**Supplied records:**
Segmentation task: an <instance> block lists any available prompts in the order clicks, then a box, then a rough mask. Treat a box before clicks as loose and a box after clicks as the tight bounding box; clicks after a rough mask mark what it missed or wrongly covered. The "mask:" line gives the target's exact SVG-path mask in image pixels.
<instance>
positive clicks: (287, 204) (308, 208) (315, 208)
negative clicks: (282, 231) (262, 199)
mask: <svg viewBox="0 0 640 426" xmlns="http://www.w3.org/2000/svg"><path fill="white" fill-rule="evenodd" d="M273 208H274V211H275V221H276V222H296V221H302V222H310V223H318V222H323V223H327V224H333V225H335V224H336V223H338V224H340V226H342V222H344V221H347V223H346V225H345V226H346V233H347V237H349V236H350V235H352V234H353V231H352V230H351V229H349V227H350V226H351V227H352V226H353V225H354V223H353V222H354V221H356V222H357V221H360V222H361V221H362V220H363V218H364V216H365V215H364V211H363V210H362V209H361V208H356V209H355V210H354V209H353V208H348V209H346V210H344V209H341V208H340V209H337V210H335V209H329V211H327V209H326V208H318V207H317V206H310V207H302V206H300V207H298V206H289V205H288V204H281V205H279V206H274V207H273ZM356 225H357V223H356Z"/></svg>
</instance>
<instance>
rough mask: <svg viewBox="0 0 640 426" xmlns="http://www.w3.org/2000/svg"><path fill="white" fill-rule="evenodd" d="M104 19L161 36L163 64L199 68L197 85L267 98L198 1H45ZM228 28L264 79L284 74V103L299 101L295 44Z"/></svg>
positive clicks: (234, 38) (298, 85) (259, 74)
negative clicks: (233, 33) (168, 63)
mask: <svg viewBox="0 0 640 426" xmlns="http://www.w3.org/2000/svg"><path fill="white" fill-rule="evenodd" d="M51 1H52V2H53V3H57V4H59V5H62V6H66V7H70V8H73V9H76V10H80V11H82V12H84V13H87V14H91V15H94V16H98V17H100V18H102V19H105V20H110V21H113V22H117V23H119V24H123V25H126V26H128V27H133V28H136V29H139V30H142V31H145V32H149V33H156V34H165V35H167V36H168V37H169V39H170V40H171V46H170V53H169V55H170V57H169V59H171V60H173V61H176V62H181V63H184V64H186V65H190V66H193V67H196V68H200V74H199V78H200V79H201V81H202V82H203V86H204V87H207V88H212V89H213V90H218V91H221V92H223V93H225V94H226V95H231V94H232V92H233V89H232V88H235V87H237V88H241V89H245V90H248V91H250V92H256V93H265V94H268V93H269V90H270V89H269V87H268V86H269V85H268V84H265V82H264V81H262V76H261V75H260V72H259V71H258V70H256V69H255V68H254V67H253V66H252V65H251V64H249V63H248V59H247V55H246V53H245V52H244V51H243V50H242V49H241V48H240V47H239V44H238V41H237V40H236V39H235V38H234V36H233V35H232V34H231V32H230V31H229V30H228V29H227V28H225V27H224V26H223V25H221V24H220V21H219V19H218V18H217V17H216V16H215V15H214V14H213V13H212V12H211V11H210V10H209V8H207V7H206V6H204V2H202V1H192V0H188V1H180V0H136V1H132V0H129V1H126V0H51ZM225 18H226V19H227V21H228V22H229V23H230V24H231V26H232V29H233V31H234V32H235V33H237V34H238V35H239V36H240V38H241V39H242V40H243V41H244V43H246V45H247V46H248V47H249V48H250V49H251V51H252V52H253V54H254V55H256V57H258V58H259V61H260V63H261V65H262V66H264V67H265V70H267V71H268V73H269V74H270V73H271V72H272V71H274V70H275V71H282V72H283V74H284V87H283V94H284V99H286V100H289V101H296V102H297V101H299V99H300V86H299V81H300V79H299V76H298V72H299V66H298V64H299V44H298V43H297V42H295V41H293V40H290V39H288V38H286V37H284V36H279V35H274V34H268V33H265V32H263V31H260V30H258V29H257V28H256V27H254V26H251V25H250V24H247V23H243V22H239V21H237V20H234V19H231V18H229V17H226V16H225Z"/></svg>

**Prompt:** In the records above, find the lines holding "positive". Copy each one.

**Output of the task:**
positive clicks: (287, 204) (308, 208) (315, 208)
positive clicks: (234, 38) (298, 85) (259, 74)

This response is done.